The massacre took place on Feb. 26, 1860, when settlers from Eureka, armed
with clubs, hatchets and knives, paddled a boat quietly through the early
morning hours to the island, which is the center of the Wiyot world.
Hundreds of slumbering people were murdered, mostly elders, women and
children.

At that particular time, the Wiyot were in the midst of their World Renewal
Ceremony, which lasts about 10 days. Most of the men had left to collect
supplies for the others in order to finish the ceremony. Two other Wiyot
massacres also occurred that day, one at the South Spit of Humboldt Bay and
another at the mouth of the Eel River.

Wiyot Chairman Cheryl Seidner, of the Table Bluff Reservation, is the
great-great-granddaughter of Jerry James, the lone surviving infant of the
island massacre. One of the purposes behind the annual vigil is to bring to
light the fact "that there was no justice for their deaths," said Seidner.

Even though the murderers were never prosecuted, Seidner vows there is no
animosity as she and her tribe work to restore and protect the island and
Tuluwat Village, a historic Wiyot site on the island. Seidner and the tribe
have worked tirelessly to regain what was taken from them 146 years ago.

After years of battling with the federal government, the Wiyot Tribe was
recognized in 1990. The tribe held fund-raising events and was able to save
$106,000 to purchase 1.5 acres of the island from the city of Eureka in
2000. Then, with great fanfare in June of 2004, the city donated more than
60 acres of the 275-acre island back to the tribe.

Not long after the massacre, the island became the site of a shipyard and
remained so throughout the next 100 years, leaving it environmentally
compromised. Chemicals such as solvents and creosote were used for
repairing boats and need to be cleaned up, along with tons of scrap metal
and dilapidated, abandoned buildings.

To be sure, the Wiyot have had their work cut out for them. "The cleanup is
slow but steady," said Seidner. "We hope by the end of this year we will
have completed this portion of the task. We have received grants from
public and private agencies and individuals that have made it a
possibility."

### [Supplied entries]
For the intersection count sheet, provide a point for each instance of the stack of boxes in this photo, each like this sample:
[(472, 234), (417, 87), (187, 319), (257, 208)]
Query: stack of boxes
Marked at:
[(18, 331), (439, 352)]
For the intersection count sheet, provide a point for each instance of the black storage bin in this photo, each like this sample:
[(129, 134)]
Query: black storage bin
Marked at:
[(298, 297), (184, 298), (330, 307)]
==
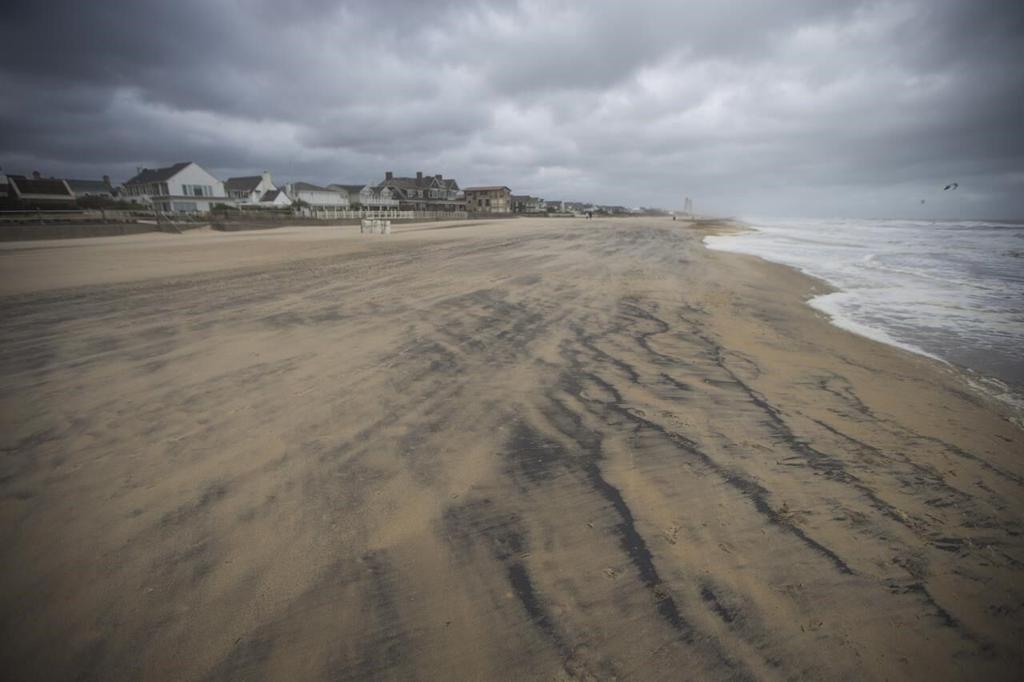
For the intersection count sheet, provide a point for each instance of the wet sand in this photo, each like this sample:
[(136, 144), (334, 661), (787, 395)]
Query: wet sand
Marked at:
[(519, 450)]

### [Request 1]
In the rows, write out the lines starting with the one containing "of the stack" and going on through the one containing "[(18, 331), (439, 352)]".
### [Request 2]
Extend the passage about the Wiyot massacre and the island's restoration, picking up after its last sentence.
The rows are unrelated to the passage on the Wiyot massacre.

### [Right answer 1]
For the intersection count sheet, provide a point for each instance of the stack of boxes in this photo, each like this sample:
[(472, 234), (417, 87), (187, 319), (257, 208)]
Query: stack of boxes
Marked at:
[(18, 331), (439, 352)]

### [Right answer 2]
According to the tribe's Web site, the island is the largest single piece
of salt marsh in Humboldt Bay for the habitat of such native species as
shellfish, plants, fish and birds. Tribal leaders are exploring ways to
restore the natural waterways, which would allow the bay to interact more
naturally with the tidal marsh area and thereby increase native plant and
fish populations. Man-made dikes and channels have diverted the natural
elements, which has caused erosion of the site.

Restoration plans for the island include protecting the sacred burial
grounds and shell midden of the village site, said to be 1,000 years old
and covering an estimated six acres. For much of the last century, grave
robbers have freely pillaged the site. Ongoing efforts are aimed at
preserving what is left of Wiyot history.

Seidner has her eye on the future, particularly concerning plans to rebuild
the village site. The tribe has had plans drawn for the construction of a
traditional dance house built of redwood planks. A boat dock, outbuildings
and a kitchen are all the backbone of the Wiyot's vision for a traditional
place for the community to gather once again -- a project that Seidner said
could cost upwards of $2 million.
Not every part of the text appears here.